**Work instructions:**
Read the records and write them out again exactly.

§ §

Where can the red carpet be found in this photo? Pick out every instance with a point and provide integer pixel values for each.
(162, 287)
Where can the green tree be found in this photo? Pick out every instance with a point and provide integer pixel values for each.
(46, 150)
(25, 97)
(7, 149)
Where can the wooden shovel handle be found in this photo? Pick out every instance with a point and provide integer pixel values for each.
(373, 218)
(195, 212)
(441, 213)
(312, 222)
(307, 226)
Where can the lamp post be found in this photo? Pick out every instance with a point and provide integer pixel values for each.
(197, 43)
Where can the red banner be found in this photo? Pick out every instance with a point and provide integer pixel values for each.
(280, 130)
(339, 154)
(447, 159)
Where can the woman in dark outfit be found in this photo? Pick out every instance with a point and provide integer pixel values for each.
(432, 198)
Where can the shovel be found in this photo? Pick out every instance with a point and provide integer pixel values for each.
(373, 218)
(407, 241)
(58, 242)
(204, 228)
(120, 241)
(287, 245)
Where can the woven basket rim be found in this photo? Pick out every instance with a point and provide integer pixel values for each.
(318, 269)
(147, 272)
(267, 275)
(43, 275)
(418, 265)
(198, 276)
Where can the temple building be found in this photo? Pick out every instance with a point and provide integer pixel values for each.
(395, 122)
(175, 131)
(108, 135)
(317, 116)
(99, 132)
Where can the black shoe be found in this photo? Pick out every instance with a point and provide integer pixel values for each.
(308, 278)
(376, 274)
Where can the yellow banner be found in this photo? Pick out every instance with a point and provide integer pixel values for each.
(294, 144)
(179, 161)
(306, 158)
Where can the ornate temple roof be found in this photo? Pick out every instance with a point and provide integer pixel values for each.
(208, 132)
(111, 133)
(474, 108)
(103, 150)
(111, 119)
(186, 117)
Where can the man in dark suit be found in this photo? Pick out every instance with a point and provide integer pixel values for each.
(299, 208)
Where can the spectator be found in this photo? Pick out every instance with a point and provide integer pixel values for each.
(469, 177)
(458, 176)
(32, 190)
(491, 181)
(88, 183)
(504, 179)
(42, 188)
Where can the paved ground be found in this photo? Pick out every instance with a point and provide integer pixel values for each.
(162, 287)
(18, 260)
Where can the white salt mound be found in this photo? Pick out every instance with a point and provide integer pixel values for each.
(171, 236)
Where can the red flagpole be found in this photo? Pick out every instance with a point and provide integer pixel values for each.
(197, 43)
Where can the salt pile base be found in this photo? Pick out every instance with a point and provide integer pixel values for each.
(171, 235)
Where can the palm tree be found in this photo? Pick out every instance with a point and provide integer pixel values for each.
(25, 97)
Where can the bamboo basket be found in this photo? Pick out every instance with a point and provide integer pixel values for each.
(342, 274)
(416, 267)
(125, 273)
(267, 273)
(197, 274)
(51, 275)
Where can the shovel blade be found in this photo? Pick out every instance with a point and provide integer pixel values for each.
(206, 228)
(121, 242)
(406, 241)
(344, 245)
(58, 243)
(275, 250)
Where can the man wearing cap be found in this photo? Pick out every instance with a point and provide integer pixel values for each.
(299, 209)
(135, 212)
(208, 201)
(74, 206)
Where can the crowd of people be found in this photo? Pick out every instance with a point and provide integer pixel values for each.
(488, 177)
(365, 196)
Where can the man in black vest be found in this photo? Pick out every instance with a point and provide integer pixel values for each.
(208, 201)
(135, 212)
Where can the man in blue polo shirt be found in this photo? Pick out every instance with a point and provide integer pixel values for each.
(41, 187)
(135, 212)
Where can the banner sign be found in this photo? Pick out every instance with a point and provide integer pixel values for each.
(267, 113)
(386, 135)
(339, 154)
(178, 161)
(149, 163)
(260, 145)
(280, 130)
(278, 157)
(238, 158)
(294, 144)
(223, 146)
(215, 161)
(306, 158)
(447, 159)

§ §

**Exercise output:**
Where can the red carpet be found in this photo? Pick out every instance with a point and provide integer pixel values for each.
(162, 287)
Where can the green tree be found in this photo? Pick out every instance with a point and provide integer pixel values for each.
(46, 150)
(25, 97)
(7, 149)
Where can the wooden shovel handle be found in this photo? Pick out every instance with a point and provide integer pixel values for each.
(373, 218)
(195, 212)
(441, 213)
(312, 222)
(307, 226)
Where can the lamp post be found in this photo? Pick out every instance with a point and provide integer pixel values for each.
(197, 43)
Where can the red banner be found in this photo? Pick out every instance with a point and provide integer pixel values for each.
(280, 130)
(339, 154)
(447, 159)
Where can the woman in dark outfit be found in this photo? Pick out every instance with a point and provide integer pixel values for each.
(432, 198)
Where can the shovel be found in this photo? Pick out every instance with a point and provide integer pixel values for each.
(373, 218)
(407, 241)
(58, 242)
(204, 228)
(120, 241)
(287, 245)
Where can the woven basket rim be found in this photo? Pick out every instance with a point and provide integer pixel values for each.
(318, 269)
(147, 272)
(267, 275)
(43, 275)
(418, 265)
(198, 276)
Where can the temple building be found in this photo? Pick out every instance with a point and provide integer pixel values for each.
(395, 122)
(175, 131)
(108, 135)
(317, 116)
(99, 132)
Where can the black shoe be found in this photo? Pick out every instance with a point and provide integer pixel values for each.
(308, 278)
(376, 274)
Where can the yellow banner be found in this photo? Pick out every instance with a point and provide integer pixel values for each.
(294, 144)
(179, 161)
(306, 158)
Where can the ornate temple roof be found in this photo? Pick out every instance with a point and provide integer pixel values for each.
(208, 132)
(111, 133)
(474, 108)
(103, 150)
(111, 119)
(186, 117)
Where can the man in dark suit be found in this photo? Pick out every instance with a point and provide integer pixel values for each.
(299, 208)
Where can the spectator be found in this photo? Pick out every instance with a point and provide integer pixel values for each.
(469, 177)
(458, 176)
(32, 190)
(491, 181)
(88, 183)
(504, 179)
(42, 188)
Where can the paved ground be found in this photo? Pick out every instance with a point and provide integer pixel values for each.
(162, 287)
(18, 260)
Where can the white salt mound be found in this photo? Pick out every instance with a point and provide integer pixel values for each.
(171, 236)
Where can the red flagpole be found in this photo? Pick out every instance with a point and provide integer pixel values for each.
(197, 43)
Where can the salt pile base be found in this photo? Pick out every instance with a point and provide integer pixel values for each.
(171, 235)
Where can the palm tree be found in this photo? Pick out every instance with a point and provide integer pixel values for each.
(25, 97)
Where can the bamboo basket be found in this photo? Pick out every instance with a point and provide integer pixel values for each.
(342, 274)
(416, 267)
(125, 273)
(267, 273)
(197, 274)
(51, 275)
Where can the shovel blade be found in this photo? Pick out every instance with a point and provide integer pixel values for each.
(206, 228)
(121, 242)
(406, 241)
(344, 245)
(58, 243)
(275, 250)
Where can the man wearing cap be found in this photo? Pick out every instance with a point and provide integer pixel values for each.
(299, 209)
(135, 212)
(208, 201)
(74, 206)
Where can the crowd of people be found in this photo? Pick out every instance with a point and provide integer pixel values for each.
(488, 177)
(365, 196)
Where can the man in black vest be found in this photo? Pick out every instance with a point and provide integer pixel values for each.
(208, 201)
(135, 212)
Where can the man in blue polo shirt be found in this photo? Pick out every instance with a point and provide integer pixel values for each.
(41, 187)
(135, 212)
Where can the banner sign be found in this photo? Pick out every instance with a point and provide integer pixel values for each.
(267, 113)
(386, 135)
(339, 154)
(178, 161)
(149, 163)
(260, 145)
(280, 130)
(278, 157)
(238, 158)
(294, 144)
(223, 146)
(215, 161)
(306, 158)
(447, 159)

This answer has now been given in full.